*** Excerpt provided ***

Popularity of TypeScript vs. Python in LLM Tools

Question: How does the usage of TypeScript APIs compare to Python APIs in LangChain and related tools?
Answer:
- Python Dominates: Python remains more popular overall, possibly due to:
  - A larger community focused on LLM application prototyping.
  - Stronger ecosystem for data engineering tasks related to retrieval.
- TypeScript for Generative UI: TypeScript is gaining traction, especially for applications involving generative UI, which is more challenging to implement in Python.

Generative UI Explained

Question: What is generative UI, and how does it work?
Answer:
- Beyond Simple Chat: Generative UI enables LLMs to return more than text; they send UI components to create richer interfaces.
- Example: Instead of a list of weather data, an LLM might return a dynamic graph component with zoom and interaction capabilities.

*** End of Excerpt provided ***
*** Dataset records ***

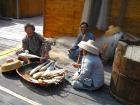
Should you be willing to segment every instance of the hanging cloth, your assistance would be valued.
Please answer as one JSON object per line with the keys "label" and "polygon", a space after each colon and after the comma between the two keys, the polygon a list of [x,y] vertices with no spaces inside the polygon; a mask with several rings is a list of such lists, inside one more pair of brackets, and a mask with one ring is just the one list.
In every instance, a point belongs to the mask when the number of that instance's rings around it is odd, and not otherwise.
{"label": "hanging cloth", "polygon": [[91,16],[90,16],[90,22],[89,22],[89,29],[96,28],[96,24],[98,21],[100,8],[101,8],[102,0],[94,0],[93,6],[91,9]]}
{"label": "hanging cloth", "polygon": [[92,10],[92,4],[93,4],[93,0],[85,0],[81,22],[87,22],[89,24],[89,19],[90,19],[91,10]]}
{"label": "hanging cloth", "polygon": [[102,0],[99,18],[97,21],[97,28],[105,30],[108,27],[108,6],[109,0]]}

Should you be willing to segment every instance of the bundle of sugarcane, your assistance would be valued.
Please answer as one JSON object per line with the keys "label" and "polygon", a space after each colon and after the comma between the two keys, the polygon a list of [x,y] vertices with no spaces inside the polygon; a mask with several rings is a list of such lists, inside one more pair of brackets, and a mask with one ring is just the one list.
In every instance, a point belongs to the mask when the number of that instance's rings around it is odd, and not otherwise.
{"label": "bundle of sugarcane", "polygon": [[40,84],[58,84],[64,78],[65,69],[56,66],[56,61],[45,62],[30,70],[30,81]]}

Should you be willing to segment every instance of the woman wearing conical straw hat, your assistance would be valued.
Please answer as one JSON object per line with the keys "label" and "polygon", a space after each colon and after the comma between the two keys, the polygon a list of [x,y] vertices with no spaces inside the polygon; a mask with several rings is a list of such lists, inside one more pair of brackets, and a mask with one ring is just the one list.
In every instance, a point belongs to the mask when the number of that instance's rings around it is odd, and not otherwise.
{"label": "woman wearing conical straw hat", "polygon": [[69,51],[69,54],[68,54],[69,58],[71,58],[74,61],[77,60],[79,53],[80,53],[78,44],[82,40],[84,40],[84,41],[88,41],[89,39],[95,40],[94,35],[92,33],[88,32],[88,24],[86,22],[82,22],[80,24],[80,31],[81,32],[78,34],[74,46],[68,50]]}
{"label": "woman wearing conical straw hat", "polygon": [[99,49],[93,40],[81,41],[78,46],[83,51],[82,63],[74,63],[79,68],[72,78],[73,88],[96,90],[104,84],[104,70]]}

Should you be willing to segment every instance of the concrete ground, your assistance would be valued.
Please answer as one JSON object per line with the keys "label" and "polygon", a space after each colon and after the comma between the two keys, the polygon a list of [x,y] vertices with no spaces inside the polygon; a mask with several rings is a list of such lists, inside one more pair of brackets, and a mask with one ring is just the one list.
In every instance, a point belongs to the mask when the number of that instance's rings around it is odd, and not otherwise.
{"label": "concrete ground", "polygon": [[[43,18],[0,19],[0,65],[7,58],[17,59],[15,51],[21,48],[21,39],[25,36],[24,24],[33,23],[36,32],[43,33]],[[50,56],[57,59],[58,64],[68,70],[69,75],[74,69],[67,56],[68,49],[76,38],[61,37],[56,39]],[[69,40],[69,41],[67,41]],[[119,105],[109,94],[111,66],[104,66],[105,85],[97,91],[75,90],[67,81],[57,86],[37,86],[26,82],[15,72],[0,74],[0,105]]]}

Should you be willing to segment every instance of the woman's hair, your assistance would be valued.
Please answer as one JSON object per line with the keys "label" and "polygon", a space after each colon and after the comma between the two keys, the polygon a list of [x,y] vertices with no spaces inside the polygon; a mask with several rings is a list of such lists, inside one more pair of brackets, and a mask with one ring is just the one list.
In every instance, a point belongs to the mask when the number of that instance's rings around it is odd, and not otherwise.
{"label": "woman's hair", "polygon": [[82,22],[82,23],[80,24],[80,26],[83,25],[83,24],[85,24],[85,25],[88,27],[88,24],[87,24],[86,22]]}
{"label": "woman's hair", "polygon": [[31,23],[27,23],[25,26],[24,26],[24,30],[27,29],[27,27],[31,27],[33,29],[33,31],[35,31],[35,26]]}

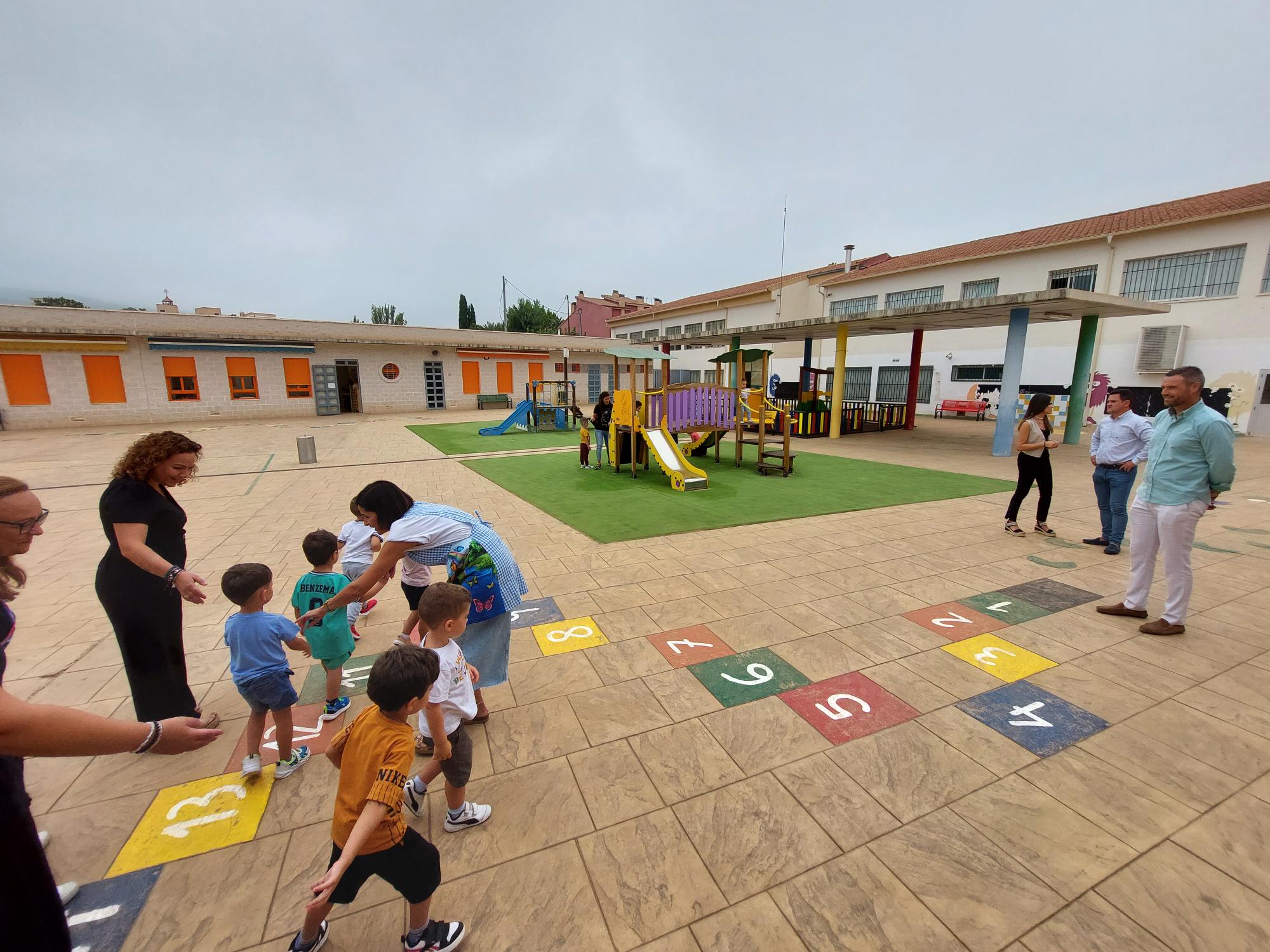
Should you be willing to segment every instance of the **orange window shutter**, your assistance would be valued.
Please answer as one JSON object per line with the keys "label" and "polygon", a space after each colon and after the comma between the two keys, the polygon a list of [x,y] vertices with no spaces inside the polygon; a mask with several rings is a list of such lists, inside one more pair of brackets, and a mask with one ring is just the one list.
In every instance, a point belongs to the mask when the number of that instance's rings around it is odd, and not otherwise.
{"label": "orange window shutter", "polygon": [[114,354],[108,357],[88,357],[84,360],[84,382],[88,383],[90,404],[126,404],[127,392],[123,388],[123,368]]}
{"label": "orange window shutter", "polygon": [[287,382],[288,397],[311,397],[314,395],[307,357],[283,357],[282,377]]}
{"label": "orange window shutter", "polygon": [[4,376],[10,405],[43,406],[52,402],[39,354],[0,354],[0,376]]}

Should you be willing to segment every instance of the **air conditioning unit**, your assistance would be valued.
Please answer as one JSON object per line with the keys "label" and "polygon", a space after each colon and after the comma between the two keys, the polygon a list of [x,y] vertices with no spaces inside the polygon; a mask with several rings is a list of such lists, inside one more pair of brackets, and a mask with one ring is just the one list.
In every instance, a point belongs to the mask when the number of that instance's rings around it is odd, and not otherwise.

*** End of Dataset records ***

Task instructions:
1. Revise the excerpt on TypeScript and Python in LLM tools from "- TypeScript for" up to and including "implement in Python.", replacing "gaining traction" with "gaining momentum".
2. List every label that opens a top-level bullet point before its colon in the excerpt on TypeScript and Python in LLM tools.

Task-by-task outputs:
1.
- TypeScript for Generative UI: TypeScript is gaining momentum, especially for applications involving generative UI, which is more challenging to implement in Python.

2.
- Python Dominates
- TypeScript for Generative UI
- Beyond Simple Chat
- Example